AUFGABENSTELLUNG
Schreiben Sie aus dem Text zur Nutzungsdauer des Geschäfts- bzw. Firmenwerts den Abschnitt von „Prof. Dr. Georg“ bis „von 15 Jahren.“ wortgetreu ab.

VORLIEGENDER TEXT
========================

Prof. Dr. Georg Schnitter
Rz. 302
Nach § 7 Abs. 1 S. 3 EStG gilt als betriebsgewöhnliche Nutzungsdauer des Geschäfts- bzw. Firmenwerts eines Gewerbebetriebs oder eines Betriebs der Land- und Forstwirtschaft ein Zeitraum von 15 Jahren.
Rz. 302a
§ 7 Abs. 1 S. 3 EStG betrifft nur entgeltlich erworbene Geschäfts- bzw. Firmenwerte. Für originäre Geschäfts- bzw. Firmenwerte besteht nach § 5 Abs. 2 EStG ein Aktivierungsverbot. Zu verstehen ist unter dem Geschäfts- bzw. Firmenwert der einem gewerblichen Unternehmen oder einem land- und forstwirtschaftlichen Betrieb über den Verkehrswert der einzelnen materiellen und immateriellen Wirtschaftsgüter hinaus innewohnende Wert. Bei einer freiberuflichen Praxis wird dieser Wert als Praxiswert bezeichnet. Insoweit ist § 7 Abs. 1 S. 3 EStG nicht anwendbar. Als Geschäfts oder Firmenwert i. S. d. § 7 Abs. 1 S. 3 EStG anzusehen sind z. B. die Belieferungsmöglichkeiten eines Pressegrossisten.

========================

BEREITGESTELLTES MATERIAL
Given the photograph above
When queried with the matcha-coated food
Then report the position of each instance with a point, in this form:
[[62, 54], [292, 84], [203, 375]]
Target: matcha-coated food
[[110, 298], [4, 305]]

========================

VOLLSTÄNDIGE ANTWORT
Prof. Dr. Georg Schnitter
Rz. 302
Nach § 7 Abs. 1 S. 3 EStG gilt als betriebsgewöhnliche Nutzungsdauer des Geschäfts- bzw. Firmenwerts eines Gewerbebetriebs oder eines Betriebs der Land- und Forstwirtschaft ein Zeitraum von 15 Jahren.